RECORDS FOR THIS EXERCISE:
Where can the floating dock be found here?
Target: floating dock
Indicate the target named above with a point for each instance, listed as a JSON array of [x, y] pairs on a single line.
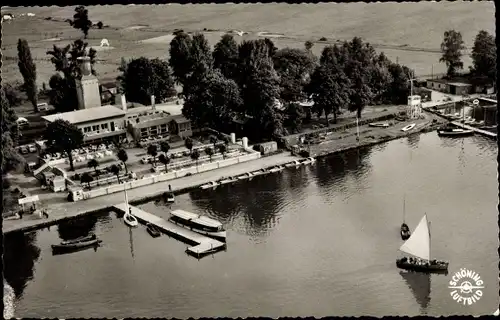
[[202, 245], [480, 131]]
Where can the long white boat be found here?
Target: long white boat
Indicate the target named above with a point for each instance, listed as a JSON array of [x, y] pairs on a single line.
[[211, 184], [199, 224]]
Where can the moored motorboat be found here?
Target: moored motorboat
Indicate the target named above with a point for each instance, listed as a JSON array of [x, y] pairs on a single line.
[[276, 169], [199, 224], [227, 180], [293, 164], [170, 197], [419, 247], [75, 245], [211, 184], [247, 175], [408, 127], [379, 124], [153, 230], [454, 132]]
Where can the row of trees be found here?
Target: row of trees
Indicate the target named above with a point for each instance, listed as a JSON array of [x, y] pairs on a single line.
[[250, 80], [484, 54]]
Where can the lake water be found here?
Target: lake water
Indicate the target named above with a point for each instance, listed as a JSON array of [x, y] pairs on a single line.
[[314, 241]]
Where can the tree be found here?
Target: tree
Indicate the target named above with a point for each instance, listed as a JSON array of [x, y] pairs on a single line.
[[123, 157], [180, 57], [165, 159], [81, 20], [188, 143], [164, 146], [226, 56], [11, 159], [145, 77], [213, 102], [308, 45], [223, 150], [93, 163], [28, 70], [12, 94], [116, 171], [65, 137], [213, 140], [63, 87], [86, 178], [195, 155], [451, 48], [329, 86], [153, 152], [295, 113], [484, 56], [210, 152]]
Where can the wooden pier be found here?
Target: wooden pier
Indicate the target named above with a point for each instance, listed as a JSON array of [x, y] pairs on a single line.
[[480, 131], [202, 245]]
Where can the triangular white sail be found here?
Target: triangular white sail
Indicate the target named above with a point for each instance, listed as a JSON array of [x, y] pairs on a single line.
[[418, 244]]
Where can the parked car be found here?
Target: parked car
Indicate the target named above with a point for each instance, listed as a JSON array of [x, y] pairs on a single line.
[[42, 106]]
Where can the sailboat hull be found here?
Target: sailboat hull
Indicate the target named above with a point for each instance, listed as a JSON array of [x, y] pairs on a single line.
[[438, 267]]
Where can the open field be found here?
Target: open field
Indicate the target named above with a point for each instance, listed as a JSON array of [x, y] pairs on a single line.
[[409, 32]]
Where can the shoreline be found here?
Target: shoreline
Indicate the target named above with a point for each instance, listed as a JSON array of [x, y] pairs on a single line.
[[183, 185]]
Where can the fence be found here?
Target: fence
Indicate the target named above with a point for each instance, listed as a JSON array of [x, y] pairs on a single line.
[[170, 175]]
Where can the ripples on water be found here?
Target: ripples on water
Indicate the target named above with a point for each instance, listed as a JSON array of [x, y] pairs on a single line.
[[318, 240]]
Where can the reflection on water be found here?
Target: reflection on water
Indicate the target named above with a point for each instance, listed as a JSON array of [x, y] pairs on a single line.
[[314, 240], [19, 257], [420, 286]]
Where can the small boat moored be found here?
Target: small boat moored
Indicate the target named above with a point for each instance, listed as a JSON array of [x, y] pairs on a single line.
[[379, 124], [454, 132], [170, 197], [153, 230], [75, 245], [408, 127], [211, 184], [247, 175], [276, 169], [199, 224], [293, 164]]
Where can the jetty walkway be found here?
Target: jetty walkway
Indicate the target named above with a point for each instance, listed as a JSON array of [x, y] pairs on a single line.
[[202, 245], [60, 209]]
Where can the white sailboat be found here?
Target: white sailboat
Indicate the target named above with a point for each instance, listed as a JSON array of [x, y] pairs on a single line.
[[128, 218], [418, 246]]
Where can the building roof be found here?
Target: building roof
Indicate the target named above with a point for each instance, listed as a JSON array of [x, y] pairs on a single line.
[[86, 115]]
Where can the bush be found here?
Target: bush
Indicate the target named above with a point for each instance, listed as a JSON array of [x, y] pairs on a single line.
[[6, 184]]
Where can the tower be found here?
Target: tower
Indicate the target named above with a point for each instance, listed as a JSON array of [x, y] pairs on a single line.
[[87, 87]]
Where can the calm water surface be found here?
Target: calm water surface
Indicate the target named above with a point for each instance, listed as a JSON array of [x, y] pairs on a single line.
[[319, 240]]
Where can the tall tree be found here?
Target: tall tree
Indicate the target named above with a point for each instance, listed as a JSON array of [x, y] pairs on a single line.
[[63, 87], [123, 157], [180, 57], [484, 55], [226, 56], [146, 77], [63, 136], [214, 102], [81, 20], [11, 159], [28, 70], [451, 48]]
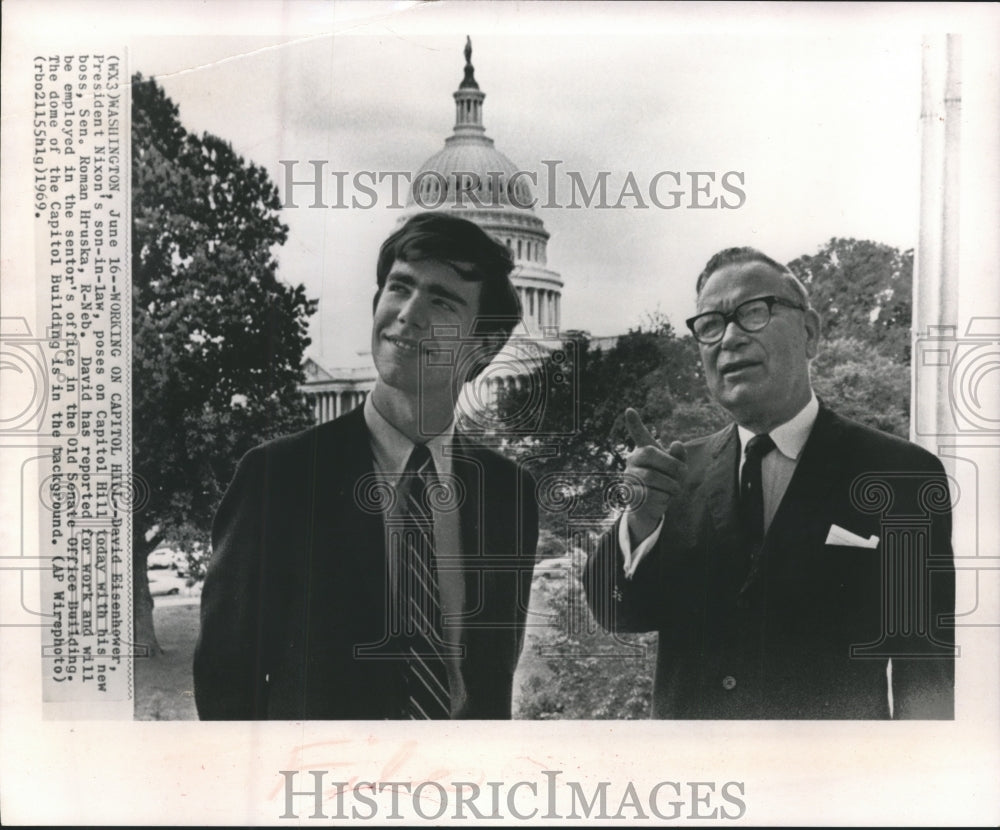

YOUR GOAL:
From the records above, show each line that contains the word "bush".

COMPLETED EXERCISE:
Where can the bush be found here?
Target: bush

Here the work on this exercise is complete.